Reproduce the yoga-as-therapy essay below word for word, from its title through its final sentence.
BEGIN Exercise text
Yoga as Therapy?
You’d Better Believe It!!
From many years of studying and applying various therapies I've learned that sometimes we need more than words in order to heal. How we talk about ourselves, our lives and relationships, our problems and successes, will determine the story that we create about our lives. We often like the story we are living, but sometimes that story we are creating can be our worst nightmare.
Talk therapy is essentially a left brain activity but there is a crucial component that is missing from this left brain experience – the right brain! The right brain is responsible for our creativity and imagination. It's a tool for transcending the chatter of the right brain. Sometimes the right brain will be activated while undergoing hypnosis, relaxation and visualization techniques, or mindfulness therapy.
However, a shortcut to accessing this healing, calming, expanding relationship with the world is through the breath and the body. It's true - something as simple as breath awareness has the potential to shift not only the experience of your body, but your approach to life as well.
Being in your body – really connecting with your hips, your thighs, your arms, your jaw, your shoulders – can be both a scary and enlightening experience. Scary, because we lock tension and old memories in the cells of our bodies, which literally affects how we move in the world. Enlightening, because working through these blockages in the body will transform the mind - simultaneously.
Yoga, a centuries-old tradition, holds the potential to do just that.
I know from personal experience how transformative it can be.
To deal with stress and combat anxiety while I pursued my PhD and worked full-time I went to traditional talk therapy and experimented with taking natural supplements to energize my adrenal glands. My exercise of choice during these years was running on the beach. I thought it was calming to listen to the waves and breathe fresh air as I stretched my body. And for a time this worked for me - along with a glass of wine (or two) each night to relax.
END Exercise text
BEGIN Data for analysis
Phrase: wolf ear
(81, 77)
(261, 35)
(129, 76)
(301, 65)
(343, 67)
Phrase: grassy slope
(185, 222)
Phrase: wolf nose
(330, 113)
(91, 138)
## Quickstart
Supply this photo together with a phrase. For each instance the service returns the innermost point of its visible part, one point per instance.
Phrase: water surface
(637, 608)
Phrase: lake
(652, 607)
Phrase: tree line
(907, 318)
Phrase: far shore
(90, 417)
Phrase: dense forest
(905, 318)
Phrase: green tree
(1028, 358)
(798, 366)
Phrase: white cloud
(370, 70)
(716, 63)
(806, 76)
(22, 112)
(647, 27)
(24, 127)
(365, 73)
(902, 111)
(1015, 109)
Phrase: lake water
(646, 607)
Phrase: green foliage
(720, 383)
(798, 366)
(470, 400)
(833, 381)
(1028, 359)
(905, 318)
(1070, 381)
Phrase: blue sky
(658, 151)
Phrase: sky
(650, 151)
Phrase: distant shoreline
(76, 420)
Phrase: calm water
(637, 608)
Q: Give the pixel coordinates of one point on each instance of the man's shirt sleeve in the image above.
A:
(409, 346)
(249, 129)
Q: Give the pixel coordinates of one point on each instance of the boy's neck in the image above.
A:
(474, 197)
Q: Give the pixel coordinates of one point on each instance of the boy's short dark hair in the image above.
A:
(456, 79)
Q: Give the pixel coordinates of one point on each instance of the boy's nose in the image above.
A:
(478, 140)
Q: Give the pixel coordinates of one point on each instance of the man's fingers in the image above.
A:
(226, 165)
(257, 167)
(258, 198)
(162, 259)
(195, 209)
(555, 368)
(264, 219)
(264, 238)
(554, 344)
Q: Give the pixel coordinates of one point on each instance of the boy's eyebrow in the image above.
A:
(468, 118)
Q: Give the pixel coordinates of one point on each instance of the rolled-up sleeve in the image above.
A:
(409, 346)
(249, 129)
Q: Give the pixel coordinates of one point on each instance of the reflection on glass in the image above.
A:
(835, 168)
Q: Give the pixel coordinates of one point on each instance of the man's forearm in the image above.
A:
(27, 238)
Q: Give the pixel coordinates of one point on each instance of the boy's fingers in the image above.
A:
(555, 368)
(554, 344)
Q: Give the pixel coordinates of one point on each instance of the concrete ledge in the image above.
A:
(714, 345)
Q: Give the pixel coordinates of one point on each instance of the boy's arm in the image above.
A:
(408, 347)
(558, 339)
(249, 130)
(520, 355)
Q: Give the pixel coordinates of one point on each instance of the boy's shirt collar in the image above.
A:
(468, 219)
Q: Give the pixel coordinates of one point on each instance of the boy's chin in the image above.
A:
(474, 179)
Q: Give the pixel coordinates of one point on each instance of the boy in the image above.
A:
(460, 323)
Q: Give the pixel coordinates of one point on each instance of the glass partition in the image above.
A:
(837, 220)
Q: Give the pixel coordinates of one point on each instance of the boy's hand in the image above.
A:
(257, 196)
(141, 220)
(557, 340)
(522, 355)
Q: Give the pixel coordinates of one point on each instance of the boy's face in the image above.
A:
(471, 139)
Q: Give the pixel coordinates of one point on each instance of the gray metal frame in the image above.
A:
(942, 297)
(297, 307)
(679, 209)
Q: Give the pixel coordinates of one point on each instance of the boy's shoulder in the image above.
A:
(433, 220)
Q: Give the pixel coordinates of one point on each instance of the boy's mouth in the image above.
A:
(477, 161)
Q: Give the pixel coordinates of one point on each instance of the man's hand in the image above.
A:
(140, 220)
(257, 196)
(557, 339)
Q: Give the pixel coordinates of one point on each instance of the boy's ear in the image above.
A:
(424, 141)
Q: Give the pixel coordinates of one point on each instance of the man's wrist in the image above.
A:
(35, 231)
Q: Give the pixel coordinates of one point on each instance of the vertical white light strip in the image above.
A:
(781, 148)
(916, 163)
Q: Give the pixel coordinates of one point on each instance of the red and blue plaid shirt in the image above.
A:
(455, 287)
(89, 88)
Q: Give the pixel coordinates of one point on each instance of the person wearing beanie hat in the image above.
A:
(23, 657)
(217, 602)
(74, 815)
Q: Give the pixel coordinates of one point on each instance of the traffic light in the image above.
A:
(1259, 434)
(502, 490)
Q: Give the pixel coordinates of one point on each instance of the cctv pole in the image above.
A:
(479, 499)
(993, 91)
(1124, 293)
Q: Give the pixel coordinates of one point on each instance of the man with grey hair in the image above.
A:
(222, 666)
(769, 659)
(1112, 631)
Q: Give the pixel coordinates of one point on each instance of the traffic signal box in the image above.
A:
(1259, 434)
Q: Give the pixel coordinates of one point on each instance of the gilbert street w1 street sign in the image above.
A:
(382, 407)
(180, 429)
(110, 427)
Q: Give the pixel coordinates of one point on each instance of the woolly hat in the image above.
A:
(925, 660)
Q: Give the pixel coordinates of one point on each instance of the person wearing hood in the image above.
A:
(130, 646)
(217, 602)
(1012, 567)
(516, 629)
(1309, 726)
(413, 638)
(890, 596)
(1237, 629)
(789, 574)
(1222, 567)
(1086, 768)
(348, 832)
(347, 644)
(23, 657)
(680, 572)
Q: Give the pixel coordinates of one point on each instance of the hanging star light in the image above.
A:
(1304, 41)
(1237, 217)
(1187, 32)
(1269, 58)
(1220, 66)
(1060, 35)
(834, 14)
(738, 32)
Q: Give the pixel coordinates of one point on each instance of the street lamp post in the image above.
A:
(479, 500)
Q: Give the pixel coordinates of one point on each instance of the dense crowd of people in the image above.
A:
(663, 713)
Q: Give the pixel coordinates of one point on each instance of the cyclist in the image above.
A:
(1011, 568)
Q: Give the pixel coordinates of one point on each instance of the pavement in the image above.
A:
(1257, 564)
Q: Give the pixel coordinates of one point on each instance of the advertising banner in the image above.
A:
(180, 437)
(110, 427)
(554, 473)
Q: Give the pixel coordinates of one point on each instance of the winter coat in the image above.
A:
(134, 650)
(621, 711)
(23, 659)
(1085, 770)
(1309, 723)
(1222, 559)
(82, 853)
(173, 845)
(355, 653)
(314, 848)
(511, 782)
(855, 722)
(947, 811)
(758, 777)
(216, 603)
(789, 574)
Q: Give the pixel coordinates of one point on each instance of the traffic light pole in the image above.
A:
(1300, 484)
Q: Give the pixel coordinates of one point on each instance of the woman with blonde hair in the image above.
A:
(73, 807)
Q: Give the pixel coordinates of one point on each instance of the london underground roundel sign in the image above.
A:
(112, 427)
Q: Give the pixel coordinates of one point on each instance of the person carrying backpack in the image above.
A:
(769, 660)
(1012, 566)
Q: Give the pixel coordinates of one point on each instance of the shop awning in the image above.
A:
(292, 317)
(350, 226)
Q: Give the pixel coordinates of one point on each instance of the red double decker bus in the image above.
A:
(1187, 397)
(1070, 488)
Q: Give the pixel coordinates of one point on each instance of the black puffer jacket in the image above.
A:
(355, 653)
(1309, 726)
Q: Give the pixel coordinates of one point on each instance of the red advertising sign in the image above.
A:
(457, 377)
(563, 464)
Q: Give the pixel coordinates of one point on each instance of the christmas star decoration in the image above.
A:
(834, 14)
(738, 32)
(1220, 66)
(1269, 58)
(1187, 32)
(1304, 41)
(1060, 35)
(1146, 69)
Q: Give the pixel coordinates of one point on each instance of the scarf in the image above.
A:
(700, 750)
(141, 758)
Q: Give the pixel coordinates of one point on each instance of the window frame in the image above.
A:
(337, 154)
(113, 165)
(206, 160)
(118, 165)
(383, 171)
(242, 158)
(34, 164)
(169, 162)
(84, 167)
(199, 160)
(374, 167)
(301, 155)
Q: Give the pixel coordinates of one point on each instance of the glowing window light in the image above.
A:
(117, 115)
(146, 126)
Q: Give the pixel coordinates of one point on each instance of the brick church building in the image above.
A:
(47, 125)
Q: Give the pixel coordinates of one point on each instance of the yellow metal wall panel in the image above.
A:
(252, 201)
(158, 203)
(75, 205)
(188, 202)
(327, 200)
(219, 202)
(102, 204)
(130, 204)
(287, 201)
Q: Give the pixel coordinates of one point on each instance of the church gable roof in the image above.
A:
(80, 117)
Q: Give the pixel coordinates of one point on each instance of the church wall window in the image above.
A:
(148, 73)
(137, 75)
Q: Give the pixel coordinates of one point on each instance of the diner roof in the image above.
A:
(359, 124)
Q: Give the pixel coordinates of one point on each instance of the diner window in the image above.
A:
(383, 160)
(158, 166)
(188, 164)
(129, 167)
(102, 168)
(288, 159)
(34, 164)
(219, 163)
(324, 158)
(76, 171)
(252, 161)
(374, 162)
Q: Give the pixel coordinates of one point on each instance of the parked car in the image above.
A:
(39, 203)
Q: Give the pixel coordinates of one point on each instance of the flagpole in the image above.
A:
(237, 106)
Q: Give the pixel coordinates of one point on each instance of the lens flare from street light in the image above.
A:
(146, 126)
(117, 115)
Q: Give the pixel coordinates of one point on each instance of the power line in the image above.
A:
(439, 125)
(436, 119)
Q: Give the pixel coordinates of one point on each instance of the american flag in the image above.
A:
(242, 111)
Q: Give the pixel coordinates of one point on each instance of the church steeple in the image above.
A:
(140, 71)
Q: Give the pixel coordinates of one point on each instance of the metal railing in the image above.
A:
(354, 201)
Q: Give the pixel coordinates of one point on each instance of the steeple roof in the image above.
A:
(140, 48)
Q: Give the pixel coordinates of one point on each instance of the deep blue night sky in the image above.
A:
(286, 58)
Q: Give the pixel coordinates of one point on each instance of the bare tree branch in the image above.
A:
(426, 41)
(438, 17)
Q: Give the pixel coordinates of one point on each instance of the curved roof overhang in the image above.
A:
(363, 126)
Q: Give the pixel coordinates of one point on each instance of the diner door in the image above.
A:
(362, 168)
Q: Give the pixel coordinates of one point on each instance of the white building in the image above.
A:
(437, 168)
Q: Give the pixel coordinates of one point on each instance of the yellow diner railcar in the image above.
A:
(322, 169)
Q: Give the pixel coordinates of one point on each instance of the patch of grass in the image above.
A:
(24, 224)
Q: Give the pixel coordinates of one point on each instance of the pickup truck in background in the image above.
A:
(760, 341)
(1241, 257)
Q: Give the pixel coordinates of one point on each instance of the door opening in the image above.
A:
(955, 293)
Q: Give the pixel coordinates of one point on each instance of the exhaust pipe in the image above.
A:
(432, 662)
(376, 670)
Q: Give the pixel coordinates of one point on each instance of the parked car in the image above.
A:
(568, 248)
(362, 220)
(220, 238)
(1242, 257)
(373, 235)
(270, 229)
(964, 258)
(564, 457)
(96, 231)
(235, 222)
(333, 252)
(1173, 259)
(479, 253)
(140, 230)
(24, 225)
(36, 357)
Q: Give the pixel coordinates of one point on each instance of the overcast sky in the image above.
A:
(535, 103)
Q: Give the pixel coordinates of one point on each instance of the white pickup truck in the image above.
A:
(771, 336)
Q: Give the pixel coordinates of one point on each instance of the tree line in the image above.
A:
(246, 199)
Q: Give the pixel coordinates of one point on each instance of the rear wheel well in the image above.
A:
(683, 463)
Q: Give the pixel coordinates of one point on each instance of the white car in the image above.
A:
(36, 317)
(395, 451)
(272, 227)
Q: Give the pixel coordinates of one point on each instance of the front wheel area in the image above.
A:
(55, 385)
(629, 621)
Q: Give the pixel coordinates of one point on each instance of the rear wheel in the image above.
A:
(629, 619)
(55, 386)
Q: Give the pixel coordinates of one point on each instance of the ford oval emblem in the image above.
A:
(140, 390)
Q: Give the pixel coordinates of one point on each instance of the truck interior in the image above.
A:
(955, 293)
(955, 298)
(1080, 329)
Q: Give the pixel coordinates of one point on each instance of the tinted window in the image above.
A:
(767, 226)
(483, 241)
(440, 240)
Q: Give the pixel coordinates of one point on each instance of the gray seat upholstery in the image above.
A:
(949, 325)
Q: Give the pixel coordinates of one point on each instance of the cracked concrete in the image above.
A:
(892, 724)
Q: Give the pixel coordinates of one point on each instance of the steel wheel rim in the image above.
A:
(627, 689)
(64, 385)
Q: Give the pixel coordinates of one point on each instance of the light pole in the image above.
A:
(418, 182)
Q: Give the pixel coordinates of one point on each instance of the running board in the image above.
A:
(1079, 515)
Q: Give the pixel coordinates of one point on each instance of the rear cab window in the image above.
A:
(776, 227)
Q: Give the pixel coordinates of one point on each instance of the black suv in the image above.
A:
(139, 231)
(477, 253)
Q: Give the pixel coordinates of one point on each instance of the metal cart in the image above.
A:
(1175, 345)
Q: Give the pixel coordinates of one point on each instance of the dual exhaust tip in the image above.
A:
END Data for analysis
The answer —
Yoga as Therapy?
You’d Better Believe It!!
From many years of studying and applying various therapies I've learned that sometimes we need more than words in order to heal. How we talk about ourselves, our lives and relationships, our problems and successes, will determine the story that we create about our lives. We often like the story we are living, but sometimes that story we are creating can be our worst nightmare.
Talk therapy is essentially a left brain activity but there is a crucial component that is missing from this left brain experience – the right brain! The right brain is responsible for our creativity and imagination. It's a tool for transcending the chatter of the right brain. Sometimes the right brain will be activated while undergoing hypnosis, relaxation and visualization techniques, or mindfulness therapy.
However, a shortcut to accessing this healing, calming, expanding relationship with the world is through the breath and the body. It's true - something as simple as breath awareness has the potential to shift not only the experience of your body, but your approach to life as well.
Being in your body – really connecting with your hips, your thighs, your arms, your jaw, your shoulders – can be both a scary and enlightening experience. Scary, because we lock tension and old memories in the cells of our bodies, which literally affects how we move in the world. Enlightening, because working through these blockages in the body will transform the mind - simultaneously.
Yoga, a centuries-old tradition, holds the potential to do just that.
I know from personal experience how transformative it can be.
To deal with stress and combat anxiety while I pursued my PhD and worked full-time I went to traditional talk therapy and experimented with taking natural supplements to energize my adrenal glands. My exercise of choice during these years was running on the beach. I thought it was calming to listen to the waves and breathe fresh air as I stretched my body. And for a time this worked for me - along with a glass of wine (or two) each night to relax.